===== Selected text

STORY BY GEORGE ANDREASSI (Week of September 30, 2021)

Just a couple of Indian River County public school students remained quarantined Monday (Sept. 27) for exposure to a COVID-19 patient under new state rules that went into effect last week.

It’s now up to parents to decide whether to send their virus-exposed children to school, as long as the youngsters are not exhibiting symptoms of COVID-19, School Superintendent David Moore said last Friday.

The number of students quarantined declined to two as of Monday (Sept. 27), compared to a high of 87 on Sept. 14, school district records show.

There were 27 students being quarantined here on Sept. 22 when the new Florida Department of Health rules regarding quarantining went into effect.

“We called those 27 students, saying, ‘Hey parents, if you’re good and they’re not showing symptoms, feel free to send them back to school,’” Moore said.

Under the new rules, a parent will be notified if their child came in close contact with a COVID-19 patient and offered the option of sending their child to school, or keeping them home, Moore said.

==========

=== What is required ===
List every specific calendar date given in the article about student quarantines, counting each date only once. Rely solely on the article about student quarantines for what follows.

===== Data supplied

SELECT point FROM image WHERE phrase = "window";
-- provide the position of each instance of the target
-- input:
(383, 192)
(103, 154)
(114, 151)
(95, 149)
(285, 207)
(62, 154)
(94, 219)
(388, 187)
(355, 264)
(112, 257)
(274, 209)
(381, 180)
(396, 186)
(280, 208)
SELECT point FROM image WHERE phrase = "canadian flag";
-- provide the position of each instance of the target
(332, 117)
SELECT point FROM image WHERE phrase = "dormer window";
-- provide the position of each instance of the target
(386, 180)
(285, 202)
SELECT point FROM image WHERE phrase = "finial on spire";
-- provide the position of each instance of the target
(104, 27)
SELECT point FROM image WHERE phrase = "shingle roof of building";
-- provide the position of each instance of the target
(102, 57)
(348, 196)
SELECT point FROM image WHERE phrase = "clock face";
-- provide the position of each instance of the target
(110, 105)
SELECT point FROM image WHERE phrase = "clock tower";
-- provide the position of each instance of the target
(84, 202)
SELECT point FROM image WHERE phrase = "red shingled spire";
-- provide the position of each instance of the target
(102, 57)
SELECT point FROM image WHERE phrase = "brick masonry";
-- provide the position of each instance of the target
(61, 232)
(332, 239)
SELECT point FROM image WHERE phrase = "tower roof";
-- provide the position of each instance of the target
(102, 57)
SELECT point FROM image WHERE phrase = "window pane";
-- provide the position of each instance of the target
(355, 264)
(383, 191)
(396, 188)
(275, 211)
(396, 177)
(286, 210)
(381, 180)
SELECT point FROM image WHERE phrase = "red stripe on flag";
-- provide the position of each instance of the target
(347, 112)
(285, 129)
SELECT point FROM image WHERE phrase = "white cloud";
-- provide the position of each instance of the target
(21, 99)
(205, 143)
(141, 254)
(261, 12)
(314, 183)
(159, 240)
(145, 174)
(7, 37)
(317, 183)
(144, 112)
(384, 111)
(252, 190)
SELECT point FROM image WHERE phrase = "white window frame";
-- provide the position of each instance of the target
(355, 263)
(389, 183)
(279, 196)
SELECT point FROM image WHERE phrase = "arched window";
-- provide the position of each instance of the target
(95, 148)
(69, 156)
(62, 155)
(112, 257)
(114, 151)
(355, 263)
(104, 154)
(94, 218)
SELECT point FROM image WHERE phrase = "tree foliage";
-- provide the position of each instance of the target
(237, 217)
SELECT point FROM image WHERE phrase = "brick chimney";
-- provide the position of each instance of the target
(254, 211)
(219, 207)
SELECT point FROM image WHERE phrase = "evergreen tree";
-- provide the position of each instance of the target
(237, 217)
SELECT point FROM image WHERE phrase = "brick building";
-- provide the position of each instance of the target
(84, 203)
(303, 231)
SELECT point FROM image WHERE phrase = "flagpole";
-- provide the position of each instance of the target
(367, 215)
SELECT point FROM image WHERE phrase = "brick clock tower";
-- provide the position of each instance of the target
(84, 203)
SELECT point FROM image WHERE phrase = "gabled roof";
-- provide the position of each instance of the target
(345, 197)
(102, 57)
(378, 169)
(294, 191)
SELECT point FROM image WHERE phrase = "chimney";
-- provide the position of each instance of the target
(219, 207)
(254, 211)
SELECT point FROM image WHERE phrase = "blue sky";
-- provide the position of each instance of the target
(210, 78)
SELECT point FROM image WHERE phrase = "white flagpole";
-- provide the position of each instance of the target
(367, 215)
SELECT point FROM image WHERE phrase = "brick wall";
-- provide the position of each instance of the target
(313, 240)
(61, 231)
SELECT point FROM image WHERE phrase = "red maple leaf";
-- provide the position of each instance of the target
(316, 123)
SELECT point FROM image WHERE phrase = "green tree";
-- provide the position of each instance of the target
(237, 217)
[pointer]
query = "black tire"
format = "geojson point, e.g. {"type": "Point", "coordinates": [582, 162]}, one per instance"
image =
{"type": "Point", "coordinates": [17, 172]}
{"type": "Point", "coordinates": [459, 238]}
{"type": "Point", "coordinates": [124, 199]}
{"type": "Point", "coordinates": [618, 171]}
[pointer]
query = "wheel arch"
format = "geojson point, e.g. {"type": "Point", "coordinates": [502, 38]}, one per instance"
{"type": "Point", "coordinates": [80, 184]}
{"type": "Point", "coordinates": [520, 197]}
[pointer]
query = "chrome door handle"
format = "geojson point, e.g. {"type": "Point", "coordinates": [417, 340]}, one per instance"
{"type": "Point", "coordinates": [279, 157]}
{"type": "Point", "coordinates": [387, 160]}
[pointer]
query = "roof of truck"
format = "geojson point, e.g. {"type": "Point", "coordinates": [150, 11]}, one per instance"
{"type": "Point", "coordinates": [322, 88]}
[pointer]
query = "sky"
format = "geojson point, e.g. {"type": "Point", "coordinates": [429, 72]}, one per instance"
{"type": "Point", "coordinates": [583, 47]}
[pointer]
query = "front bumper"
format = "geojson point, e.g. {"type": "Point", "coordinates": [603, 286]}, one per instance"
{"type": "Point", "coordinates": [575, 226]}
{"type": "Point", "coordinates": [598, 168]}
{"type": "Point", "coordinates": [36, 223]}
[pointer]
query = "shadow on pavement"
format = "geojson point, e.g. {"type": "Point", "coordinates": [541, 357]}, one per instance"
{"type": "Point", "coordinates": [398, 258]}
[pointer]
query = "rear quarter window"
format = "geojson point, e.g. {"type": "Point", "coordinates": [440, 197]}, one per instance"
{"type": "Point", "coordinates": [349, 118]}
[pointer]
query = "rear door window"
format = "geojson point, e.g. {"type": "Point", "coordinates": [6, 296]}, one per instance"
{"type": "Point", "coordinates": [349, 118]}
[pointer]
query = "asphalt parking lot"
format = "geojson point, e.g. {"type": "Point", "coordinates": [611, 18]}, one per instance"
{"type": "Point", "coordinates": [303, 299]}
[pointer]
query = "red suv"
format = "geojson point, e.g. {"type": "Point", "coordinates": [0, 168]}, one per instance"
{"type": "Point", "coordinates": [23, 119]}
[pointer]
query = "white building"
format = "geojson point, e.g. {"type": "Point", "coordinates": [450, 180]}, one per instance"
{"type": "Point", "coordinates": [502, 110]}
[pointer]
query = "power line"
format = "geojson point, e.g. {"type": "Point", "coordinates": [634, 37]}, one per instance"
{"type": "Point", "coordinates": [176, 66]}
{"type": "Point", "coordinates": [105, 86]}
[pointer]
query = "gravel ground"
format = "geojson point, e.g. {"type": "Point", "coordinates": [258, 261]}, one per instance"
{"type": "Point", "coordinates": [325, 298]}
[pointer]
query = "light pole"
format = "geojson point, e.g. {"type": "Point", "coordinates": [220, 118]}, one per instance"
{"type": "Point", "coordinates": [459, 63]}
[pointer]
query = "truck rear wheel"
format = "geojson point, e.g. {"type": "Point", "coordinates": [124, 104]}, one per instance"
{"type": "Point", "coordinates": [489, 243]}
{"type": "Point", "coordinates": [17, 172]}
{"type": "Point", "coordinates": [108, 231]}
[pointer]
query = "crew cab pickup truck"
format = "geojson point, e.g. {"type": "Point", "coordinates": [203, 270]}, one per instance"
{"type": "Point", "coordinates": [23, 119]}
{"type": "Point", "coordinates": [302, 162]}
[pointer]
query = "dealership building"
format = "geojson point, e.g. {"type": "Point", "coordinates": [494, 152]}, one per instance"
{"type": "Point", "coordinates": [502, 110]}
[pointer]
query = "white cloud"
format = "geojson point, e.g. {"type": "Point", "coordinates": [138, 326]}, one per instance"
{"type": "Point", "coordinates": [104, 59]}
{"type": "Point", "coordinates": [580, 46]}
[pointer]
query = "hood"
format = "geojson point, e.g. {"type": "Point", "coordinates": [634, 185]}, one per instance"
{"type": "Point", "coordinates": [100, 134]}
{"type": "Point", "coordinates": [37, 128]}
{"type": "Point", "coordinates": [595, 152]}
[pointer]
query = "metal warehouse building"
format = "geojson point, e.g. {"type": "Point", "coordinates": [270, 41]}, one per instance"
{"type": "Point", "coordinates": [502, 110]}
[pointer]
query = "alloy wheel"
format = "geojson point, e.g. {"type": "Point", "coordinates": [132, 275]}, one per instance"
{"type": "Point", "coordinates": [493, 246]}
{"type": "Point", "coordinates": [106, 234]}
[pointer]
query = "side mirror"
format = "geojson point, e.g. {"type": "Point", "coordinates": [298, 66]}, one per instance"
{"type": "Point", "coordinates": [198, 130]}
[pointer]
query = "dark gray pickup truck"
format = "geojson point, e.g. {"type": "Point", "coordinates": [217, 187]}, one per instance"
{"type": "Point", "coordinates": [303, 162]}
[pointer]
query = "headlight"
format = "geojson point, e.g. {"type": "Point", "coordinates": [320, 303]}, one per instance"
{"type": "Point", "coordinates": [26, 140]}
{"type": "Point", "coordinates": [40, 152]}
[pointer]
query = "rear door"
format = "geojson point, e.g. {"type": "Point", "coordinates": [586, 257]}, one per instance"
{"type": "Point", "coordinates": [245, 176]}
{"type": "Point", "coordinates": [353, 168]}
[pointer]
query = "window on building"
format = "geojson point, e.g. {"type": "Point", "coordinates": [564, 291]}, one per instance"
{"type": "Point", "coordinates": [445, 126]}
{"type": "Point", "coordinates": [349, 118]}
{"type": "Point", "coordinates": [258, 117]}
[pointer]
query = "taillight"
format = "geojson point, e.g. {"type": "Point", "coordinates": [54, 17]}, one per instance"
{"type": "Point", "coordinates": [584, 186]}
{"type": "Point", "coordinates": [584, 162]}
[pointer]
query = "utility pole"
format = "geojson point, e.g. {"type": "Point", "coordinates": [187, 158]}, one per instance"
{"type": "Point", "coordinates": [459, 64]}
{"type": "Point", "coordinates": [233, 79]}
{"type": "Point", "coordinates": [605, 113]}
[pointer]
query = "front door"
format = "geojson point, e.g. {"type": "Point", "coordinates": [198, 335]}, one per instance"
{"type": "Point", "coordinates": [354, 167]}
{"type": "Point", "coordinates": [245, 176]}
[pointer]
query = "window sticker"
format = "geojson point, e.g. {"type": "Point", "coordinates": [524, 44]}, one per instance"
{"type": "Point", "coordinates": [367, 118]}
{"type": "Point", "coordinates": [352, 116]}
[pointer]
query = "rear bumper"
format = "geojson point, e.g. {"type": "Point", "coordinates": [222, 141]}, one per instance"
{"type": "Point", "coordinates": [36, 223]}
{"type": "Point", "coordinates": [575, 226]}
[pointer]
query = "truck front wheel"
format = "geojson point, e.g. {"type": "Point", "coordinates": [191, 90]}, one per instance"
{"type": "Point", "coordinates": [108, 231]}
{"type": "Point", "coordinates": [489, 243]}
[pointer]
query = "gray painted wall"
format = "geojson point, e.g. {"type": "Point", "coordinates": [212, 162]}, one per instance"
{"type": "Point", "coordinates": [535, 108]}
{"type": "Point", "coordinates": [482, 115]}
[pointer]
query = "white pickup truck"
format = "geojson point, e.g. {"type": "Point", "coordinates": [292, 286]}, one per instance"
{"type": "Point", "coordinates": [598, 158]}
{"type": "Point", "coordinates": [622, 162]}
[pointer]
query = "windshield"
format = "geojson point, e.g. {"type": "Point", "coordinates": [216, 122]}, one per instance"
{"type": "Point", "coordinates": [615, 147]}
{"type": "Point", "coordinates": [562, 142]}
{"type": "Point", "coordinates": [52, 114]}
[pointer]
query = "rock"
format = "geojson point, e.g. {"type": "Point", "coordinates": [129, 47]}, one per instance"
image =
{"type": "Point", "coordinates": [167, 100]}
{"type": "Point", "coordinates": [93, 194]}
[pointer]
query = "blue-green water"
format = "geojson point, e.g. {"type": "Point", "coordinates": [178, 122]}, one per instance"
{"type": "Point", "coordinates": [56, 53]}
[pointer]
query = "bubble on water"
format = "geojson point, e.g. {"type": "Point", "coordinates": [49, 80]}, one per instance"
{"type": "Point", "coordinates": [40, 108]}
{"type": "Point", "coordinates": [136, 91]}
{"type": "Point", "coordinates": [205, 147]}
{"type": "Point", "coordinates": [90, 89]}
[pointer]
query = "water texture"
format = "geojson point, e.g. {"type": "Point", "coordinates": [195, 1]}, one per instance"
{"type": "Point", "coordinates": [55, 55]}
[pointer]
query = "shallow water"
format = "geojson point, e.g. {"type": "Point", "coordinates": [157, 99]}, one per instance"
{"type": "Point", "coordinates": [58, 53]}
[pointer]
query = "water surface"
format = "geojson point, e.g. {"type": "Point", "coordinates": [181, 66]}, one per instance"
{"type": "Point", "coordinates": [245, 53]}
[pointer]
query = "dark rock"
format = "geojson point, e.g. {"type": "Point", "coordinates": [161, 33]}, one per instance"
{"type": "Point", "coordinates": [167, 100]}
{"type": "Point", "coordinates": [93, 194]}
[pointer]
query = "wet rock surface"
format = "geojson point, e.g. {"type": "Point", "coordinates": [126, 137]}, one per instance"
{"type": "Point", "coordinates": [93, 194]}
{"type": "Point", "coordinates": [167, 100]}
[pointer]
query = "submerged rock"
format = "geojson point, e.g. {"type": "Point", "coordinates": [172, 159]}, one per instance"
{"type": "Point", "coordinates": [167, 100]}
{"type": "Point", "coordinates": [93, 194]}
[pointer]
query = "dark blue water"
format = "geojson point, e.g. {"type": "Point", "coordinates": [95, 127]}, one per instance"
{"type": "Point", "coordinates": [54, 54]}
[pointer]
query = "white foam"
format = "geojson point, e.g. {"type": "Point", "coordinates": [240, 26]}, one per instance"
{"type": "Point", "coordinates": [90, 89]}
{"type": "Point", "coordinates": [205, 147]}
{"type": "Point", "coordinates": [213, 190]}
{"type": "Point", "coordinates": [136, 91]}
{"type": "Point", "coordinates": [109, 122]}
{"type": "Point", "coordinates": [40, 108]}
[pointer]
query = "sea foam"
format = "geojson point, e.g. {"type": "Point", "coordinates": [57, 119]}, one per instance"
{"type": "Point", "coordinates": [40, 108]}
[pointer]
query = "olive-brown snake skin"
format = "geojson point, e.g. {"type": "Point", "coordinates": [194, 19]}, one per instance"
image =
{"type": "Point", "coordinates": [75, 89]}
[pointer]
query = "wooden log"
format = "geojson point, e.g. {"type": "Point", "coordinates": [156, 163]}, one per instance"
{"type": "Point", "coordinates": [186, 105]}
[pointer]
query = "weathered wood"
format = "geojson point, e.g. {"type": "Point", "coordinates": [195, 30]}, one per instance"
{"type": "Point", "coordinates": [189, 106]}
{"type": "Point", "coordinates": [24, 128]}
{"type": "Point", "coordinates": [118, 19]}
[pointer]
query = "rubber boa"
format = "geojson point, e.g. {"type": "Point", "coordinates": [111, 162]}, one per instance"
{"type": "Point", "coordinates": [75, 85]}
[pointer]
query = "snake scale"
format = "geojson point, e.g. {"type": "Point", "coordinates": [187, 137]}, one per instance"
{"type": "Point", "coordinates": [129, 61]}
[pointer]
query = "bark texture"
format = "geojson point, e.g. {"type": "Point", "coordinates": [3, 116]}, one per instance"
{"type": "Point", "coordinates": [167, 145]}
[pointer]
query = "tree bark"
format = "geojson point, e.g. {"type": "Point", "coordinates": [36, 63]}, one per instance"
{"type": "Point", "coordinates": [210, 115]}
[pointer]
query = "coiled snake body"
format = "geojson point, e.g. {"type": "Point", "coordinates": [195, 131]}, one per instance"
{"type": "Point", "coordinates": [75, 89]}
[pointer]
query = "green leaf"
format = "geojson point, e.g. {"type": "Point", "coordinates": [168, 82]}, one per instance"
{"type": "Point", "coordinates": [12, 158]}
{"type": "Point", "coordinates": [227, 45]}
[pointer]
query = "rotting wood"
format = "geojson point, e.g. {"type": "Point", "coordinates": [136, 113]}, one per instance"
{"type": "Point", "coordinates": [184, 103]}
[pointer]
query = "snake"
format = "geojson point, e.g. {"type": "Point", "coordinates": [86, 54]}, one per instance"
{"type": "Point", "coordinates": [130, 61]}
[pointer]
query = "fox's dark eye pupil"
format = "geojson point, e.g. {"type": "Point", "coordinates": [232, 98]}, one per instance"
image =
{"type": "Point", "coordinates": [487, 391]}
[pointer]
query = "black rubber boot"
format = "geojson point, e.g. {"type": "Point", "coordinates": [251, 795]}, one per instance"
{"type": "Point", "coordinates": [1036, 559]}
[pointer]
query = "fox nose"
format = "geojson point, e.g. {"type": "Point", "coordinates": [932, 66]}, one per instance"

==========

=== Solved problem ===
September 30, 2021; Sept. 27; Sept. 14; Sept. 22